→ SOURCE DOCUMENT

-- -- --

At the center of this experiment in communal living was George Davis, a literary editor, now largely forgotten, who by all accounts had a remarkable eye for talent. When his profligate ways lost him his job as fiction editor for Harper’s Bazaar, Davis acted on impulse, inspired by an actual dream he’d had, and rented the dilapidated house on a narrow street abutting New York Harbor. He coaxed McCullers, just 22 years old and riding the crest of the literary tsunami caused by The Heart is a Lonely Hunter, to move in and share the $75-a-month rent. Next to join them was W.H. Auden, newly arrived in New York after years in Berlin. The fourth and final original resident was Gypsy Rose Lee, already a legend in her 20s. Gypsy, who had made and squandered more than one fortune working as a stripper, had literary aspirations, and Davis convinced her to move to Middagh Street so that they could work together on her mystery novel, The G-String Murders. Despite her Burlesque credentials, Gypsy proved a companionable match. And while it is hard to imagine two more different writers or women for that matter she and McCullers grew quite close. Middagh Street evolved naturally into an immovable feast, an unrivaled literary salon that played host to everyone from Salvador Dali and the accomplished offspring of Thomas Mann, to legendary New Yorker correspondent Janet Flanner and balletomane extraordinaire Lincoln Kirstein. Yet, despite all this talent, intelligence and glamour passing through, it is the intertwined stories of the main residents that provide the sturm und drang of February House. It was at Middagh Street that Auden first began his tempestuous affair with Chester Kallman, a dysfunctional love that would last their entire lives, despite Kallman’s unapologetic, sadomasochistic promiscuity. Waif-like McCullers, already drinking heavily at this ripe young age, had left her husband and started a series of passionate, often unrequited relationships with women. Paul and Jane Bowles, one of literary history’s most incompatible yet durable couples, verbally duked it out behind the thin walls. Davis savored the house’s proximity to the seedy bars near the Brooklyn Navy Yards, where it was easy to pick up sailors as they passed through town.

-- -- --

→ EXTRACTED DATA
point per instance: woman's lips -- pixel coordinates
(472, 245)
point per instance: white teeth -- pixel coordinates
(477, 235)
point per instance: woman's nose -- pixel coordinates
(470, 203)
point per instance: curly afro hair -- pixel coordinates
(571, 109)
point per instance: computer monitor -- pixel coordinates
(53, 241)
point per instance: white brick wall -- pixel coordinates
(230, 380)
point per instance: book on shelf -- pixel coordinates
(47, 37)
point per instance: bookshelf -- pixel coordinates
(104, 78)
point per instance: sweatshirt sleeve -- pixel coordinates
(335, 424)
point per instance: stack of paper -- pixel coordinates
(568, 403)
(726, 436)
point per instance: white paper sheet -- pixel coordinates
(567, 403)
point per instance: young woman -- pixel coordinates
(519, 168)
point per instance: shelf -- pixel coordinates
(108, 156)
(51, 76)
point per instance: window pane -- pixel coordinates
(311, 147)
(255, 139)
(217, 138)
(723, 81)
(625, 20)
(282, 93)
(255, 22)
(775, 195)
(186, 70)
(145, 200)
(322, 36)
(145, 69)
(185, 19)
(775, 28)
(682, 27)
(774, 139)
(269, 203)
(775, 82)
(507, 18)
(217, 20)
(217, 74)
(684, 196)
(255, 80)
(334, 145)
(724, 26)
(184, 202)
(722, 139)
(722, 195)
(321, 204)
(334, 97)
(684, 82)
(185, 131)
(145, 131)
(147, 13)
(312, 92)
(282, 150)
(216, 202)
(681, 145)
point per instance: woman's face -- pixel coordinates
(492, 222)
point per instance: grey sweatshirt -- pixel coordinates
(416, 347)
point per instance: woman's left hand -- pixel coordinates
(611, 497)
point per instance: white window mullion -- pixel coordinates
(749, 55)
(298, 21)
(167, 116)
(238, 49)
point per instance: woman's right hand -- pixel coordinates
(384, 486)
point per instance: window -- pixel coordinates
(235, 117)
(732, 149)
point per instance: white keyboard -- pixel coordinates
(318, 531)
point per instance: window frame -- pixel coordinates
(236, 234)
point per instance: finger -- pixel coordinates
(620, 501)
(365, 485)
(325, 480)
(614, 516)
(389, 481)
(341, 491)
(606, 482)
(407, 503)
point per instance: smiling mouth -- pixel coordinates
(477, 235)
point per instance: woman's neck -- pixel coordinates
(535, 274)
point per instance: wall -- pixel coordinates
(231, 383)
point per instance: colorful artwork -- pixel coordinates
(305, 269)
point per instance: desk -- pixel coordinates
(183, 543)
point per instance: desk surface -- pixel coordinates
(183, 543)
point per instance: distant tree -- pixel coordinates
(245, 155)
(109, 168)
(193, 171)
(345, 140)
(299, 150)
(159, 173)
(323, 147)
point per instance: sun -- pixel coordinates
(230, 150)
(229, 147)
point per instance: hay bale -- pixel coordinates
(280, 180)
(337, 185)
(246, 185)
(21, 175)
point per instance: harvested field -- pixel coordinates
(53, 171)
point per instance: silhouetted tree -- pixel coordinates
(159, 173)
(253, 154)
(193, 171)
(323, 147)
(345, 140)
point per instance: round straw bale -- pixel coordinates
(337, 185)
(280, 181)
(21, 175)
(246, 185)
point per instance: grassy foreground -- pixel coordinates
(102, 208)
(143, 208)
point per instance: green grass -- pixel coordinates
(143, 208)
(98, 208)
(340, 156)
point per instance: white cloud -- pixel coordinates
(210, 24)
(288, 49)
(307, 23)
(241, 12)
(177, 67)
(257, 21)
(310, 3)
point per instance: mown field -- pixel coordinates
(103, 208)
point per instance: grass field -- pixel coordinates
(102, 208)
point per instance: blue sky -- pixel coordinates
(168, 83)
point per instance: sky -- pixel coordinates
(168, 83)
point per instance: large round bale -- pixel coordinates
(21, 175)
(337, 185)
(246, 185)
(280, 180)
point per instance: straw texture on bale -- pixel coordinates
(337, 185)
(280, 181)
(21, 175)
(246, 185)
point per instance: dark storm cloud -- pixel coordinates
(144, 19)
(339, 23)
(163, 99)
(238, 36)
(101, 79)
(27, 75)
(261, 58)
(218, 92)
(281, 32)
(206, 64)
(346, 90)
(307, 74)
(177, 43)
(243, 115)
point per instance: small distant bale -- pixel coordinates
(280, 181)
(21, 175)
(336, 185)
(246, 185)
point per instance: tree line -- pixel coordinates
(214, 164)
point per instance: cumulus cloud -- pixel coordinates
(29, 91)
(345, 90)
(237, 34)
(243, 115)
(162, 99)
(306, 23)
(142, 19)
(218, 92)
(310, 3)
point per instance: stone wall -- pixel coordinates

-- -- --

→ TASK 1
According to the passage about the Middagh Street house, who was the fourth and final original resident?
→ TASK 2
Duplicate the rows verbatim, starting at the line containing "point per instance: colorful" and continuing through the last row.

→ WORKED SOLUTION 1
Gypsy Rose Lee

→ WORKED SOLUTION 2
point per instance: colorful artwork -- pixel coordinates
(305, 269)
point per instance: desk -- pixel coordinates
(183, 543)
point per instance: desk surface -- pixel coordinates
(183, 543)
point per instance: distant tree -- pixel coordinates
(245, 155)
(109, 168)
(193, 171)
(345, 140)
(299, 150)
(159, 173)
(323, 147)
point per instance: sun -- pixel coordinates
(230, 150)
(229, 147)
point per instance: hay bale -- pixel coordinates
(280, 180)
(337, 185)
(246, 185)
(21, 175)
point per instance: harvested field -- pixel coordinates
(53, 171)
point per instance: silhouetted tree -- pixel coordinates
(159, 173)
(253, 154)
(193, 171)
(323, 147)
(345, 140)
point per instance: round straw bale -- pixel coordinates
(337, 185)
(280, 181)
(21, 175)
(246, 185)
point per instance: grassy foreground -- pixel coordinates
(102, 208)
(143, 208)
point per instance: green grass -- pixel coordinates
(143, 208)
(98, 208)
(340, 156)
point per instance: white cloud -- pixel coordinates
(210, 24)
(288, 49)
(307, 23)
(241, 12)
(177, 67)
(257, 21)
(310, 3)
point per instance: mown field -- pixel coordinates
(103, 208)
point per instance: grass field -- pixel coordinates
(102, 208)
point per instance: blue sky -- pixel coordinates
(168, 83)
point per instance: sky -- pixel coordinates
(168, 83)
point per instance: large round bale -- pixel coordinates
(21, 175)
(337, 185)
(246, 185)
(280, 180)
point per instance: straw texture on bale -- pixel coordinates
(337, 185)
(280, 181)
(21, 175)
(246, 185)
point per instance: dark storm cloud -- pixel coordinates
(144, 19)
(339, 23)
(163, 99)
(238, 36)
(101, 79)
(27, 75)
(261, 58)
(218, 92)
(281, 32)
(206, 64)
(346, 90)
(307, 74)
(177, 43)
(243, 115)
point per instance: small distant bale -- pixel coordinates
(280, 181)
(21, 175)
(336, 185)
(246, 185)
point per instance: tree line -- pixel coordinates
(214, 164)
point per instance: cumulus cloud -- pixel coordinates
(29, 91)
(345, 90)
(237, 34)
(243, 115)
(162, 99)
(306, 23)
(142, 19)
(218, 92)
(310, 3)
point per instance: stone wall -- pixel coordinates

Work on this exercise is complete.